[Data records]

+ + + + +

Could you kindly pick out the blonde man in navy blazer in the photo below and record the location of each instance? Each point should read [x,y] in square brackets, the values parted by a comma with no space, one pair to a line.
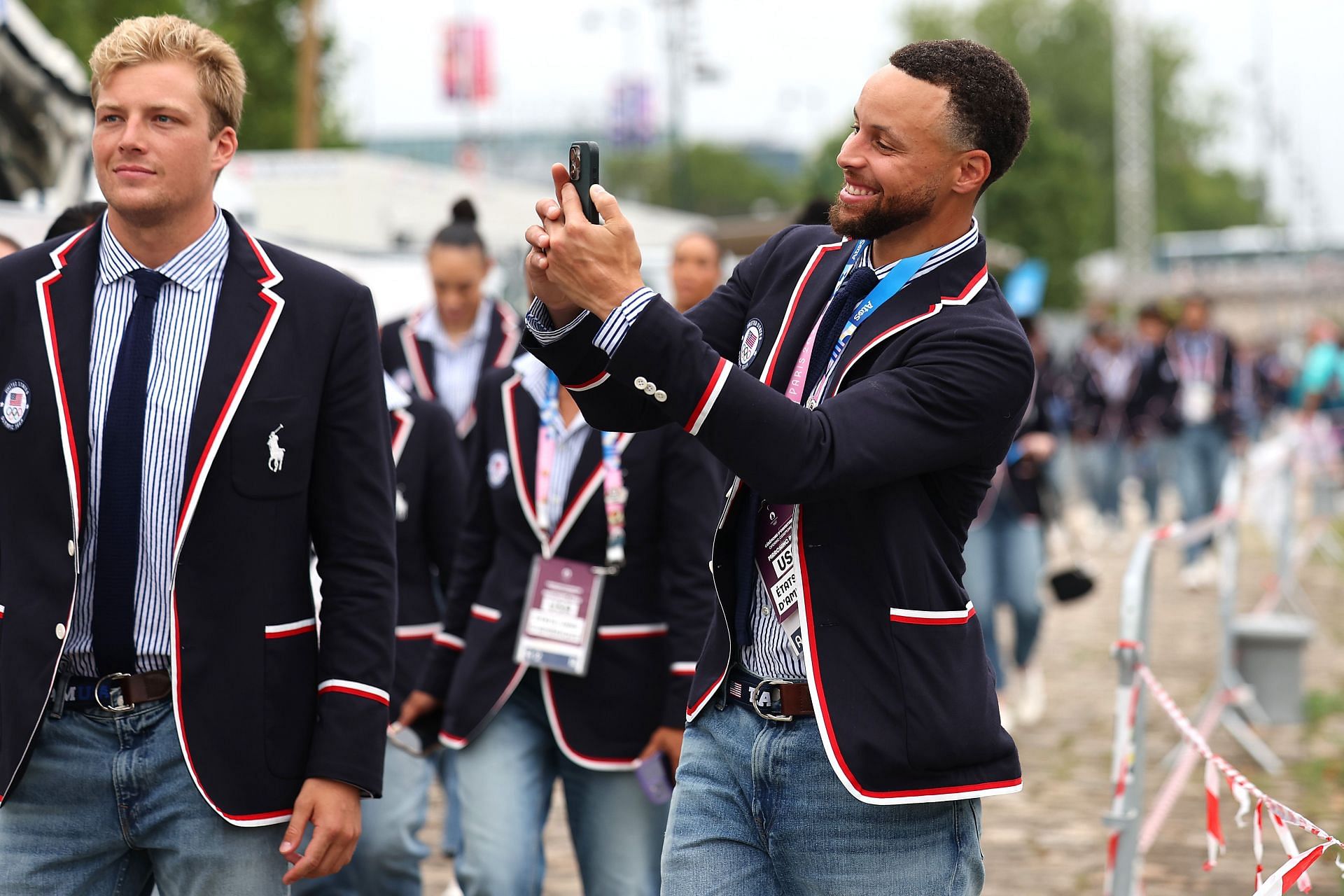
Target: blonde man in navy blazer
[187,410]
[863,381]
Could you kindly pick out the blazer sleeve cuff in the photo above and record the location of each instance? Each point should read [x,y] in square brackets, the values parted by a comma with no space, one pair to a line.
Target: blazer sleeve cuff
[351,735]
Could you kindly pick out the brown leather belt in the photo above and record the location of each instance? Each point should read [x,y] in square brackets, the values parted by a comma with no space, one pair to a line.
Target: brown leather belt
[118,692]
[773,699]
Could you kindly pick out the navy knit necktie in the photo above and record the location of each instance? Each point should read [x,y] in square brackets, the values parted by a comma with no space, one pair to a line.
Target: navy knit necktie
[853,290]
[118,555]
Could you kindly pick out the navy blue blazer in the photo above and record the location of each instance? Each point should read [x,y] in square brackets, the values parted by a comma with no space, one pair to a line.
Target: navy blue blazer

+ + + + +

Exercise brief
Across the entries above, how many lines carry the word "kindly"? Write only the number.

Answer
5